*Given problem*.
State the number of lines in the records below that contain the word "jacket". Reply with the number alone.

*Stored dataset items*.
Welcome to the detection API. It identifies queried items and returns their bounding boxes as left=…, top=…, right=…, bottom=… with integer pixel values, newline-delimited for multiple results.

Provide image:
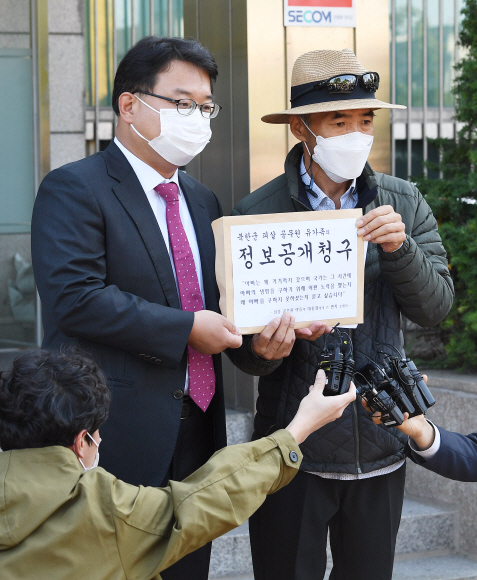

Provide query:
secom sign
left=284, top=0, right=356, bottom=27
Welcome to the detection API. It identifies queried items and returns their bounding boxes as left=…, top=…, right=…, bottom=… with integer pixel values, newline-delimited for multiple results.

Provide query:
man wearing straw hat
left=234, top=49, right=453, bottom=580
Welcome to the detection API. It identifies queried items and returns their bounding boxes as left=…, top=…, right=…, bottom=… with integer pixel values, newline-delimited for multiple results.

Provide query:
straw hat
left=262, top=48, right=406, bottom=123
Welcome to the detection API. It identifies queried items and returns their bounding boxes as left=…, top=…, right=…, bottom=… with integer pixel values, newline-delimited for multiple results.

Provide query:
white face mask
left=75, top=431, right=101, bottom=473
left=305, top=124, right=374, bottom=183
left=131, top=95, right=212, bottom=167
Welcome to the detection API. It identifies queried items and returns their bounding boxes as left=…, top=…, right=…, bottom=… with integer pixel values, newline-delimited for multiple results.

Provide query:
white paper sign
left=284, top=0, right=356, bottom=27
left=230, top=212, right=358, bottom=328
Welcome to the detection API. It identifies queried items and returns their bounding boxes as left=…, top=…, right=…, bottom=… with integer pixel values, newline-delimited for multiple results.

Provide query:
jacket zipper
left=353, top=401, right=363, bottom=473
left=349, top=328, right=363, bottom=473
left=294, top=197, right=363, bottom=474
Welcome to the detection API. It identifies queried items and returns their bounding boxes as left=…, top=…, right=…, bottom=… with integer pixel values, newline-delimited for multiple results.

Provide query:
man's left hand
left=252, top=312, right=295, bottom=361
left=356, top=205, right=406, bottom=252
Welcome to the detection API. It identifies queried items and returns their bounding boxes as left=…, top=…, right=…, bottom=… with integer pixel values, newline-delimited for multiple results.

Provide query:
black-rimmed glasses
left=136, top=91, right=222, bottom=119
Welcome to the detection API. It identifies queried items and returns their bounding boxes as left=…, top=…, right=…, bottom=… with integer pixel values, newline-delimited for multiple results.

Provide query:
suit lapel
left=179, top=172, right=219, bottom=311
left=104, top=142, right=181, bottom=309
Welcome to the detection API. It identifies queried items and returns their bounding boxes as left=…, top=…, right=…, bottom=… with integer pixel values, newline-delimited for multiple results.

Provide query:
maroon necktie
left=154, top=183, right=215, bottom=411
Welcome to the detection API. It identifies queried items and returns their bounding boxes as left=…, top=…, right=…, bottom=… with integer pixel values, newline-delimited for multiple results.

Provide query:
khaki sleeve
left=112, top=430, right=302, bottom=580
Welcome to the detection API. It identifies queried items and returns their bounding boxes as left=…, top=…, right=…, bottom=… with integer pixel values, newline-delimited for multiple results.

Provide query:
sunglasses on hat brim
left=293, top=72, right=379, bottom=101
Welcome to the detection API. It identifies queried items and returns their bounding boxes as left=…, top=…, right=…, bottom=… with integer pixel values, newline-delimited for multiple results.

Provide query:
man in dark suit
left=32, top=37, right=312, bottom=580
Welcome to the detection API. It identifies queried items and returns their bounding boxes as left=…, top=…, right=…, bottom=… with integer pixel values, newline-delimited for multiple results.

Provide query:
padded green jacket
left=233, top=144, right=454, bottom=473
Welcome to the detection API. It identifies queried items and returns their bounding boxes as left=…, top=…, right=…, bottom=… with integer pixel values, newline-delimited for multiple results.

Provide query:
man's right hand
left=286, top=369, right=356, bottom=444
left=187, top=310, right=242, bottom=354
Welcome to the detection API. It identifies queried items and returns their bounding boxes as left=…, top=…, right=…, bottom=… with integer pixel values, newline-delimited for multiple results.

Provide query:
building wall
left=48, top=0, right=86, bottom=169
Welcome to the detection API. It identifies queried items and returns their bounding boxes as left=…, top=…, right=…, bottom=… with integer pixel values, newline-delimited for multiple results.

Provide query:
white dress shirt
left=114, top=137, right=205, bottom=393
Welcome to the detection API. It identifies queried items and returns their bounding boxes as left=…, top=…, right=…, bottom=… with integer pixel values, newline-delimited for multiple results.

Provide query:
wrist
left=286, top=419, right=309, bottom=445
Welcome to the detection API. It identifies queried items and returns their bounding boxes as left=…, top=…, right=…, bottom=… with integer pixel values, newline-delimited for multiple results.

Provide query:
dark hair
left=0, top=350, right=111, bottom=451
left=112, top=36, right=218, bottom=115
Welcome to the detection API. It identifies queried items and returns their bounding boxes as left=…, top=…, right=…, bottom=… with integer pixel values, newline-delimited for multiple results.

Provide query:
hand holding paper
left=252, top=312, right=295, bottom=360
left=295, top=320, right=331, bottom=340
left=187, top=310, right=242, bottom=354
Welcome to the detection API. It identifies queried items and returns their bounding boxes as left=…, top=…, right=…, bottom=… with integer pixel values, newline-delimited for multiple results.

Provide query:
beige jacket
left=0, top=430, right=301, bottom=580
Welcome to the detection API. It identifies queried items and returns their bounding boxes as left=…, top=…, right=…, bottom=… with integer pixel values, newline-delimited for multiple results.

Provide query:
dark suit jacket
left=411, top=427, right=477, bottom=481
left=32, top=143, right=279, bottom=486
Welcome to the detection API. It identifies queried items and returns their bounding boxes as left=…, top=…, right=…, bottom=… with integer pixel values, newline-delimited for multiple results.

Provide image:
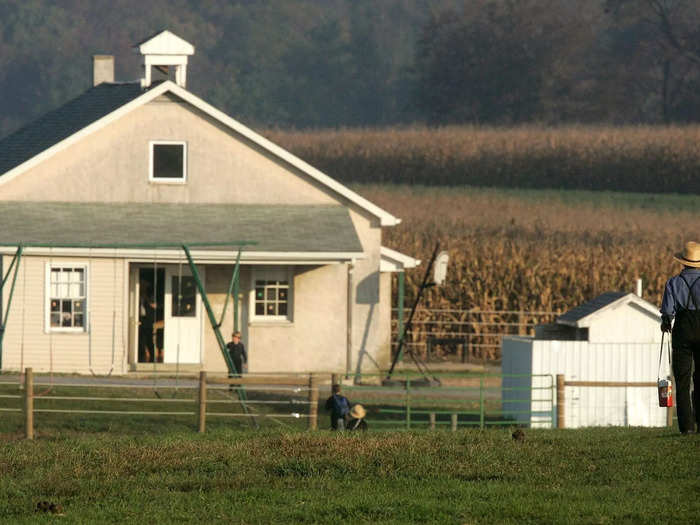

*Output of the task*.
4